• **Directive**
Which lines of the records contain the string "gear"? Pick out and copy each one, treating uppercase and lowercase as different.

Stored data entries
start

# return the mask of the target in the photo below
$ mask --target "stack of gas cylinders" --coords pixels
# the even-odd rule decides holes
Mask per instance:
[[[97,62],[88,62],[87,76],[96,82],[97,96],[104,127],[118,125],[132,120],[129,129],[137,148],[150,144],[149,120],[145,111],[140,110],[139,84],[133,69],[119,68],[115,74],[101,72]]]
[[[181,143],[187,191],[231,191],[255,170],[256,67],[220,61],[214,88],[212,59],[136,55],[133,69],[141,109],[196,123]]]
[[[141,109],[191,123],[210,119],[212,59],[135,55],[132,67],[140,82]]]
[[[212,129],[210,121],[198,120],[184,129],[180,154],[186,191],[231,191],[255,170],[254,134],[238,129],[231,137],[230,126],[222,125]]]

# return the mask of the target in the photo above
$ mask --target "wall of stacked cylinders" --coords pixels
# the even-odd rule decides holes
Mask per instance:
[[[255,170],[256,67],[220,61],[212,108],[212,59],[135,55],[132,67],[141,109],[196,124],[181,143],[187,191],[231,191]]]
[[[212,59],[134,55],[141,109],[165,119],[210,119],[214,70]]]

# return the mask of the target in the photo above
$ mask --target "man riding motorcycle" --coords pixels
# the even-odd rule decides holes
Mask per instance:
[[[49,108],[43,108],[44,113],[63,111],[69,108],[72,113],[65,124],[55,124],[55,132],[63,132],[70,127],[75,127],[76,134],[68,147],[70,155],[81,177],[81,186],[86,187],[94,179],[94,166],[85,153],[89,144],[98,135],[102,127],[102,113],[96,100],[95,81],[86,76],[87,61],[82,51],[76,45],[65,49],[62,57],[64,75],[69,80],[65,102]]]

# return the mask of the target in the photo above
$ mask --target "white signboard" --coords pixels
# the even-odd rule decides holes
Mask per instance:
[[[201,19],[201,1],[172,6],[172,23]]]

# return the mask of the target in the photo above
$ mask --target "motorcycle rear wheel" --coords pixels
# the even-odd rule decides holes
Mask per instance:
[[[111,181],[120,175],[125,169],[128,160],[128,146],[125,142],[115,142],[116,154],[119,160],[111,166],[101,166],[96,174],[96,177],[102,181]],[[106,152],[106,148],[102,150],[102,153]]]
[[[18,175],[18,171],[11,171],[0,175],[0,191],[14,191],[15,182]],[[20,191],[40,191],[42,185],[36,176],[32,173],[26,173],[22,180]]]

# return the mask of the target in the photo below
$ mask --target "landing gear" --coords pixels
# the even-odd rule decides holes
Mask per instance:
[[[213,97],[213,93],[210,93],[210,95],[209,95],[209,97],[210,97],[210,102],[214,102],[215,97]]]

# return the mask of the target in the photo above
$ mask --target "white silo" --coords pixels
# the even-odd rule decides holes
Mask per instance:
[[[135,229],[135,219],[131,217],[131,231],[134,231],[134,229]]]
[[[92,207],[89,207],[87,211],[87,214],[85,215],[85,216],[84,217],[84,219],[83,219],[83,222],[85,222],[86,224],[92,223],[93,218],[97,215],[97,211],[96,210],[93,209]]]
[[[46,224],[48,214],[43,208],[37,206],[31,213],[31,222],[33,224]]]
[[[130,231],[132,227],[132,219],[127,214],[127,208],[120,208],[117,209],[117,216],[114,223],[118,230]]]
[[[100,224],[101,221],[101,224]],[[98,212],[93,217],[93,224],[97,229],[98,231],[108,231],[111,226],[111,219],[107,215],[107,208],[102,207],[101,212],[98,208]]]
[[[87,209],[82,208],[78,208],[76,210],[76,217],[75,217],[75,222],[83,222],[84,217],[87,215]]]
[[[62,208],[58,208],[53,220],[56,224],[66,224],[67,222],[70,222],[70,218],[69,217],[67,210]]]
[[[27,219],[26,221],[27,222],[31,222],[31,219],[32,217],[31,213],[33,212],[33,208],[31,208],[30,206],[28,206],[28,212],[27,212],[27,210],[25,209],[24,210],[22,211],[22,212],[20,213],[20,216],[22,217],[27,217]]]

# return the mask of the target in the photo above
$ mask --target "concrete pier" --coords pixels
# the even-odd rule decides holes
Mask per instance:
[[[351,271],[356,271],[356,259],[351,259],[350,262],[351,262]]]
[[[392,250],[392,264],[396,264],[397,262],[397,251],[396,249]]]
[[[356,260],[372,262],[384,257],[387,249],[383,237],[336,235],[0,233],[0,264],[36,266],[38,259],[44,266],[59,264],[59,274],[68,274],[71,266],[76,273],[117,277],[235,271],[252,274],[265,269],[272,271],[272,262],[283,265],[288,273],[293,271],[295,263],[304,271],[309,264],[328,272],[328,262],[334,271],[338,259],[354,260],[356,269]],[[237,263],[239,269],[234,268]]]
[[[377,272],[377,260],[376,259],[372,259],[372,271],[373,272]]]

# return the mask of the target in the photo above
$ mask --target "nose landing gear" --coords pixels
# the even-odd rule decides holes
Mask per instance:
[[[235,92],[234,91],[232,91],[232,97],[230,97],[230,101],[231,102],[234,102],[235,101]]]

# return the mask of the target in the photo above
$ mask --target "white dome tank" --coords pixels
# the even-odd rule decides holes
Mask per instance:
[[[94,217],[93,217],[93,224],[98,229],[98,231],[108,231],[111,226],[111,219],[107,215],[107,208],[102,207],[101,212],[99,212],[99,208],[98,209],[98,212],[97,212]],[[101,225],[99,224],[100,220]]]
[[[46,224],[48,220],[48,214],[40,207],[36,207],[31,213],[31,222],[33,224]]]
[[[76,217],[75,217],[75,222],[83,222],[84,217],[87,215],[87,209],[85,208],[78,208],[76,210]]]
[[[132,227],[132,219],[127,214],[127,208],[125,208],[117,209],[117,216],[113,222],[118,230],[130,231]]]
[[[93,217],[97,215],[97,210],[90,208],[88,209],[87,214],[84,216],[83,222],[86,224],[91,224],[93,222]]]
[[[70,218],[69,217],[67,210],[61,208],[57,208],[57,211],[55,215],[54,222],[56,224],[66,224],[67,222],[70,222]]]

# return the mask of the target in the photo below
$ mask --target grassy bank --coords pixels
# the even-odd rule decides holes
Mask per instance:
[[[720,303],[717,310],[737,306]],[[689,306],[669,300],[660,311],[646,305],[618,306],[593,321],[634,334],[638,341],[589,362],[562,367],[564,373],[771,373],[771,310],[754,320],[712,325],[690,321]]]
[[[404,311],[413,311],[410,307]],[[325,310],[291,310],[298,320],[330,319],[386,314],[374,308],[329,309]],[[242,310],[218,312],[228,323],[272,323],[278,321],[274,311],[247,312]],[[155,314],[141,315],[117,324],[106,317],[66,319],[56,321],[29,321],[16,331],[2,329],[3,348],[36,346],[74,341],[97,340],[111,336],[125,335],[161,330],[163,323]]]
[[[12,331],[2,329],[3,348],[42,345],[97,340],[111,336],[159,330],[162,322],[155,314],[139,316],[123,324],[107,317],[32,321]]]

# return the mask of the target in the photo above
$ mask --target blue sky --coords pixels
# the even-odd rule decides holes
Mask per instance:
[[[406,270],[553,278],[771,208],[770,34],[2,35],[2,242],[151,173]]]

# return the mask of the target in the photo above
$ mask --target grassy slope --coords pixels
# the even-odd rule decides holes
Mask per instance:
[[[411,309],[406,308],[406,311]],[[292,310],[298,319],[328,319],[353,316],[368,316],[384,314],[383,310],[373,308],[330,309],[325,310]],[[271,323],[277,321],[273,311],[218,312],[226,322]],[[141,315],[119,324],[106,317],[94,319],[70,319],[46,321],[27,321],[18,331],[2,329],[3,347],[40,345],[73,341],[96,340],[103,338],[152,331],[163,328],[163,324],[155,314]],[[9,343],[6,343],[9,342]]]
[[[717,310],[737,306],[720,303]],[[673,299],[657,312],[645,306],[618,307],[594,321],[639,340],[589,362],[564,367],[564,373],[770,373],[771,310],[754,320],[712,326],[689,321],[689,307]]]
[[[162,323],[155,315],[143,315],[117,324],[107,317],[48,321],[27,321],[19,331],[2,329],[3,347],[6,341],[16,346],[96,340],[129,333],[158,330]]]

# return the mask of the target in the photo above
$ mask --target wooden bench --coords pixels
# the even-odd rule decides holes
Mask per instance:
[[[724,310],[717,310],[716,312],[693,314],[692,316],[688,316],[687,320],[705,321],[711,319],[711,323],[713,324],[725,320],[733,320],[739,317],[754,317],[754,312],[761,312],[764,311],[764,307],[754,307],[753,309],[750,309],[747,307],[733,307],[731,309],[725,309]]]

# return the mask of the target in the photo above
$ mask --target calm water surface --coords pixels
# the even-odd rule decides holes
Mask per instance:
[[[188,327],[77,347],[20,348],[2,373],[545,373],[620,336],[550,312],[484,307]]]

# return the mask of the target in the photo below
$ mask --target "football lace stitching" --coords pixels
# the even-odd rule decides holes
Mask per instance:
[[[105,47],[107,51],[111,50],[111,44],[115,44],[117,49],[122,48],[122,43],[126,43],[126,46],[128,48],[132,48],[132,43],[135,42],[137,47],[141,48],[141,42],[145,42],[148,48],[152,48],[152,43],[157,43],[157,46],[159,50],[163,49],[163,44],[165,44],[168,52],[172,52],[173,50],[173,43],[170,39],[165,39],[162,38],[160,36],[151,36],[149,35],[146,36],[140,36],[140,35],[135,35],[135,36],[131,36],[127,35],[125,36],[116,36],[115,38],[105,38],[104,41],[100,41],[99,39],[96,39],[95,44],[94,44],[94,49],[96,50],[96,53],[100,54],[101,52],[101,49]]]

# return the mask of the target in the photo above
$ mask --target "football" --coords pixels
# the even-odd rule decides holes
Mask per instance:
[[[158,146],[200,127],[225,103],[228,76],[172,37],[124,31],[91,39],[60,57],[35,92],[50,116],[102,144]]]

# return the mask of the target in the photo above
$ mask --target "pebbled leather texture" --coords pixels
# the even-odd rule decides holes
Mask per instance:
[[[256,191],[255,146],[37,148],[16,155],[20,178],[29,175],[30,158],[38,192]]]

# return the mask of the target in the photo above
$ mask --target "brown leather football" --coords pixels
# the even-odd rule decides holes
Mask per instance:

end

• **Result of this task**
$ mask --target "landing gear" --coords pixels
$ mask --target "nose landing gear" --coords pixels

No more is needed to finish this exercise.